━━━ SOURCE PASSAGE ━━━

I wrote a code that returns the count of distinct case-insensitive alphabetic characters and numeric digits that occur more than once in the input string. Here's my code:
def duplicate_count(text):
sum_low = 0
dic_low = []
sum_up = 0
dic_up = []
sum_num = 0
dic_num = []
total = 0
for i in text:
if i.isalpha():
if i.islower() and text.count(i) > 1 and i not in dic_low:
dic_low.append(i)
sum_low = sum_low + 1
elif i.isupper() and text.count(i) > 1 and i not in dic_up:
dic_up.append(i)
sum_up = sum_up + 1
elif i.isdigit() and text.count(i) > 1 and i not in dic_num:
dic_num.append(i)
sum_num = sum_num + 1
total = sum_low + sum_up + sum_num
print (total)
The problem is, I noticed that when I missed parenthesis after "if i.isalpha()" this code worked perfectly with alphabetic characters but appeared to ignore digits, so for instance if I passed "aabbcdeBBAA" it printed "4", but if the argument was "11336" it printed "0". Later I found out that the parenthesis had been missed and corrected it, and the code started to work normally, but I still don't understand what the problem was. There was no any TraceBack, so I guess the problem was in missing parenthesis. Why does it make such a big difference?

━━━ DATASET EXTRACT ━━━

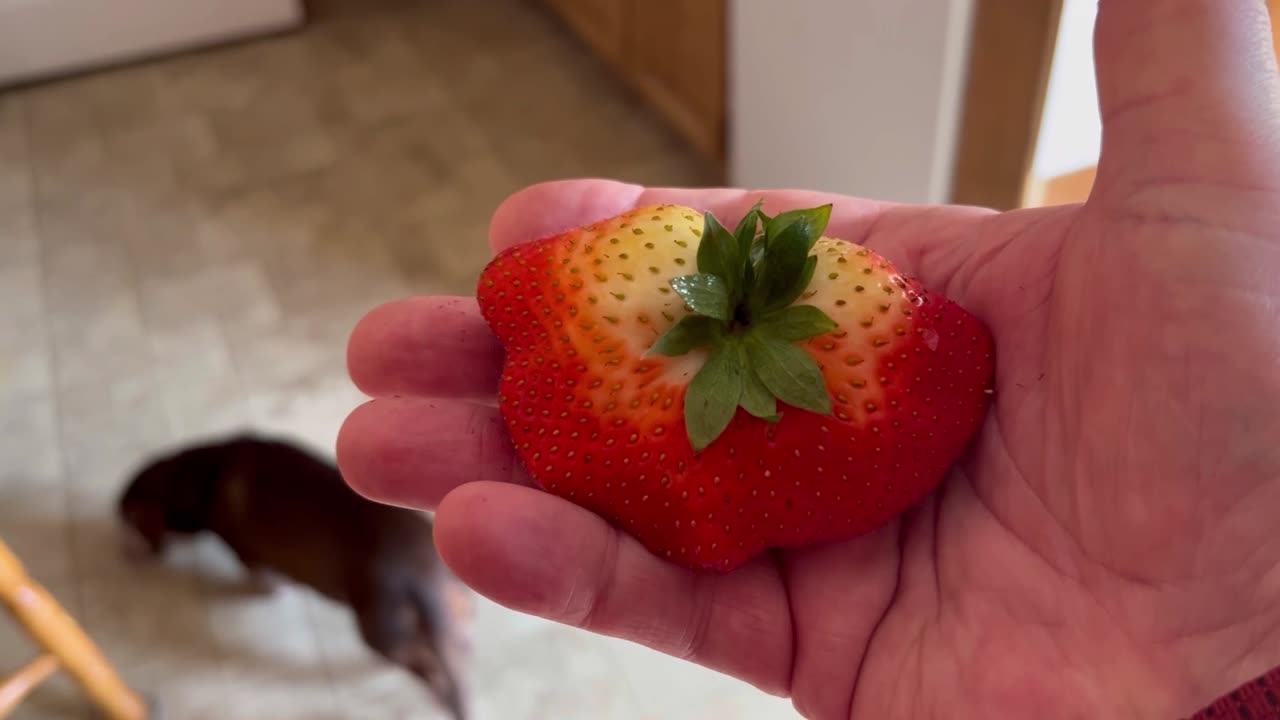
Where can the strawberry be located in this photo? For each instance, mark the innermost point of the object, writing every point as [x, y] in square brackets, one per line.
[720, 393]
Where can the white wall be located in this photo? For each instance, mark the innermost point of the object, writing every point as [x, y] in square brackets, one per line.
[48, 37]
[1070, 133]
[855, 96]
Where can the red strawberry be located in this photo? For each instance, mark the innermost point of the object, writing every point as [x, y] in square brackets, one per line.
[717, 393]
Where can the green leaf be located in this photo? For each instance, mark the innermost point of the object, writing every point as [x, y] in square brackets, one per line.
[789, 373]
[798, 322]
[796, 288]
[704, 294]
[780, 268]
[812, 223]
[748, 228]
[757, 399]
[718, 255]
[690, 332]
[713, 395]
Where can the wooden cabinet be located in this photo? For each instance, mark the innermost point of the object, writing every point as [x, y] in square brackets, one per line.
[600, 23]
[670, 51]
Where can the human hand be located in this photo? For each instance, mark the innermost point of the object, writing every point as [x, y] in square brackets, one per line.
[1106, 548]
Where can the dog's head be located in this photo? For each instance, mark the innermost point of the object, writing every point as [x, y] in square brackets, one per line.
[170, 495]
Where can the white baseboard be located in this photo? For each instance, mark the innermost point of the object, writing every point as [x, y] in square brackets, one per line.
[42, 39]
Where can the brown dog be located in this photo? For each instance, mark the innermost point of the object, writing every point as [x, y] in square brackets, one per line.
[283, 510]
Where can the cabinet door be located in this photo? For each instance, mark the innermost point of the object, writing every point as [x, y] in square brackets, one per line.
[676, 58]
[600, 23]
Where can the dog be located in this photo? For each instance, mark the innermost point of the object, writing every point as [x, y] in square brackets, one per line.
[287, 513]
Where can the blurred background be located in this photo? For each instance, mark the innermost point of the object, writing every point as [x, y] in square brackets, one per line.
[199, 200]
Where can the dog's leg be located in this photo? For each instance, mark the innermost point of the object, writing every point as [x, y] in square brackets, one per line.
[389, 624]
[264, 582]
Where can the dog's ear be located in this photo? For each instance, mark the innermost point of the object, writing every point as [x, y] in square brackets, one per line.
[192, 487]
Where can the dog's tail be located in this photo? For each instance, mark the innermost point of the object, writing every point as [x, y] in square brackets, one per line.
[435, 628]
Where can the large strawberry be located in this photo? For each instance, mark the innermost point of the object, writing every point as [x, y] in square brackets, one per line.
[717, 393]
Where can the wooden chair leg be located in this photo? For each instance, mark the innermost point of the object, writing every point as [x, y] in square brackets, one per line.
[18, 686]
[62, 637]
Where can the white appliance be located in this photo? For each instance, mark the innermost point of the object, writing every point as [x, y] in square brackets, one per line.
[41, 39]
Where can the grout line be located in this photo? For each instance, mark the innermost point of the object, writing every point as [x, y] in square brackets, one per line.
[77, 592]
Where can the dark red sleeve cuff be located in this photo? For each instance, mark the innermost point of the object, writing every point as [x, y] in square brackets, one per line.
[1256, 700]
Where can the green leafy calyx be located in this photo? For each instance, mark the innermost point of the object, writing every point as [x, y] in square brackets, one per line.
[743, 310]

━━━

◆ **GIVEN TASK 1**
In the forum post about counting duplicate characters, what number did the code print for the input "11336" while the parentheses were missing?
◆ **GIVEN TASK 2**
Continue the forum post about counting duplicate characters, picking up right after its final question.

◆ **TASK RESPONSE 1**
0

◆ **TASK RESPONSE 2**
PS: sorry if the code is too weird, I'm new to programming and just started to learn coding.
Thank you!
i.isalpha is an object (the method isalpha of your string i). It is not Null, nor does it correspond to a falsy value like 0, "", [] etc., so if checked for its boolean value, it is evaluated as True.
Only by adding (), you actually call that method.
A practical tip: There is a common beginners' mistake with file handles: myfile.close doesn't close the file myfile, only myfile.close() does. But the first statement is syntactically valid and will not raise an error. You just might be wondering why the file you just wrote is empty...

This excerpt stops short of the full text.